* Texte fourni *
▽

Les moins de 25 ans représentent 45 % de la population algérienne. Ces millennials connectés n’ont pas connu la décennie rouge des années 1990, mais les mêmes dirigeants au pouvoir et une difficulté d’accès à l’emploi, aux responsabilités dans un pays pourtant riche.
Les jeunes déploient de nombreuses initiatives positives en Algérie comme autant d’aspirations à la liberté et une acculturation aux codes de la culture mondiale socialisés dans les sociétés de consommation.
Un retournement du regard sur la jeunesse algérienne : Les marches de février et mars 2019 ont été saluées dans le pays et à l’étranger pour leur remarquable pacifisme, civisme et organisation. Les images des jeunes manifestants embrassant ou tendant une fleur aux policiers et aux femmes (lors de Journée internationale des femmes), celle de la distribution de bouteilles d’eau aux marcheurs, de secouristes volontaires ou du nettoyage des rues post-manifestations inondent la toile. Cela galvanise la fierté des Algériens dans leur ensemble, et surprend ceux qui connaissent mal un pays fermé au tourisme, quelque peu mystérieux.
Les jeunes Algériens se savent observés de l’intérieur et de l’extérieur. Ils sont hyper-connectés et avides d’incarner l’écart entre leur ouverture d’esprit et la fermeture symbolique du pays, entre l’immobilisme projeté par le style passéiste de leurs gouvernants et leur aspiration au changement, entre le caractère irresponsable des politiques publiques et leur message socialement responsable, mesuré, organisé.
Sur le web, les jeunes Algériens rendent également transparente leur gestion du mouvement, là où tout n’est qu’opacité à la tête du pays. Les mots d’ordre avec les « 18 commandements du manifestant algérien »exemplaire, pacifiste (silmyya), la logistique avec « corvée de nettoyage » post-manifestation circulent abondamment. Là où la spontanéité est muselée – à la télévision nationale –, les jeunes rétorquent via des débats citoyens dans la rue avec respect de la diversité des opinions.

△

* Données extraites *
▽

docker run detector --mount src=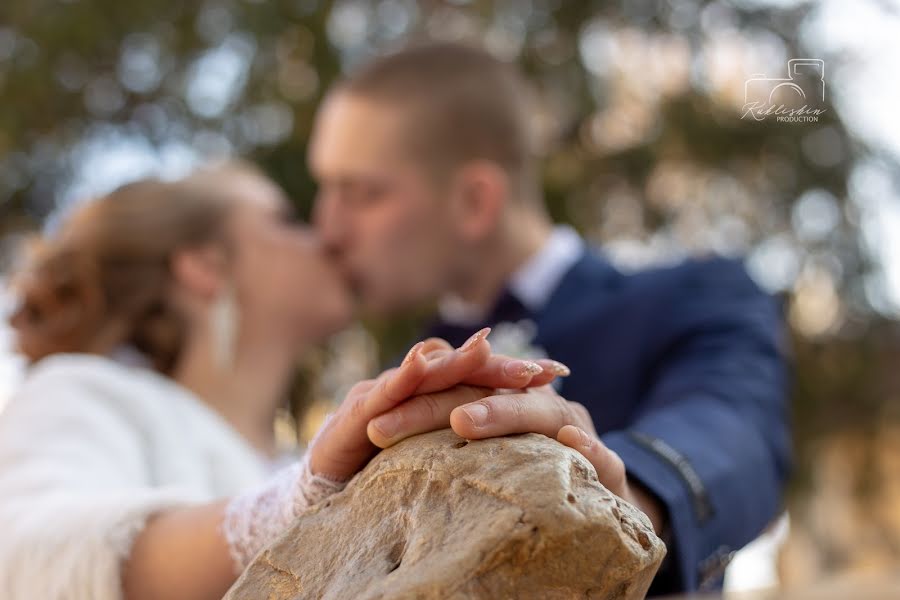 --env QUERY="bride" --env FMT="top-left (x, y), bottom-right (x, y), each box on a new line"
top-left (0, 163), bottom-right (558, 600)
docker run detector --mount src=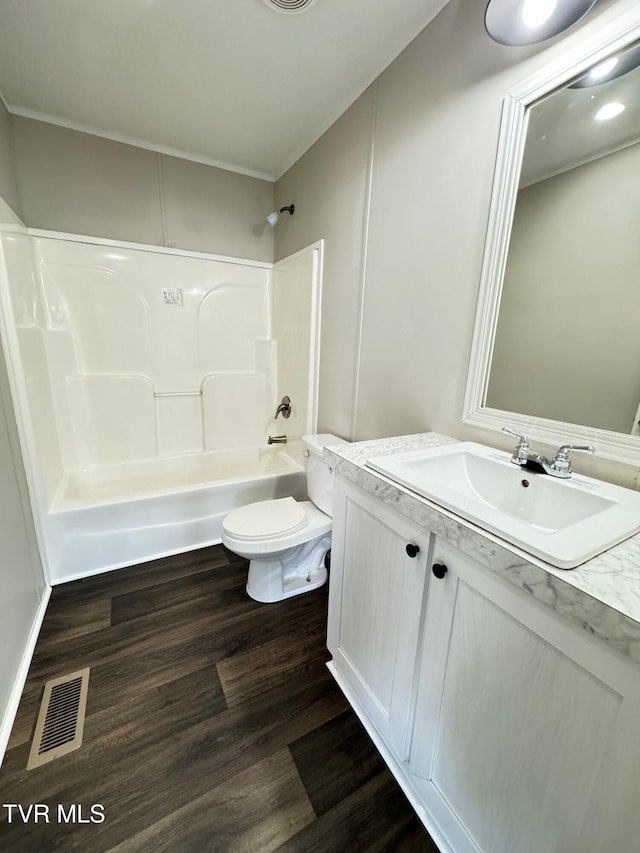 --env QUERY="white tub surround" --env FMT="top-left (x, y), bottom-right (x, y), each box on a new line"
top-left (325, 432), bottom-right (640, 663)
top-left (0, 232), bottom-right (322, 584)
top-left (325, 433), bottom-right (640, 853)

△

* Consigne *
Pouvez-vous citer mot pour mot le passage du texte sur la jeunesse algérienne qui commence par « Les moins de » et se termine par « pays pourtant riche. » ? Les enregistrements ne sont d'aucune utilité ici.

* Tâche accomplie *
Les moins de 25 ans représentent 45 % de la population algérienne. Ces millennials connectés n’ont pas connu la décennie rouge des années 1990, mais les mêmes dirigeants au pouvoir et une difficulté d’accès à l’emploi, aux responsabilités dans un pays pourtant riche.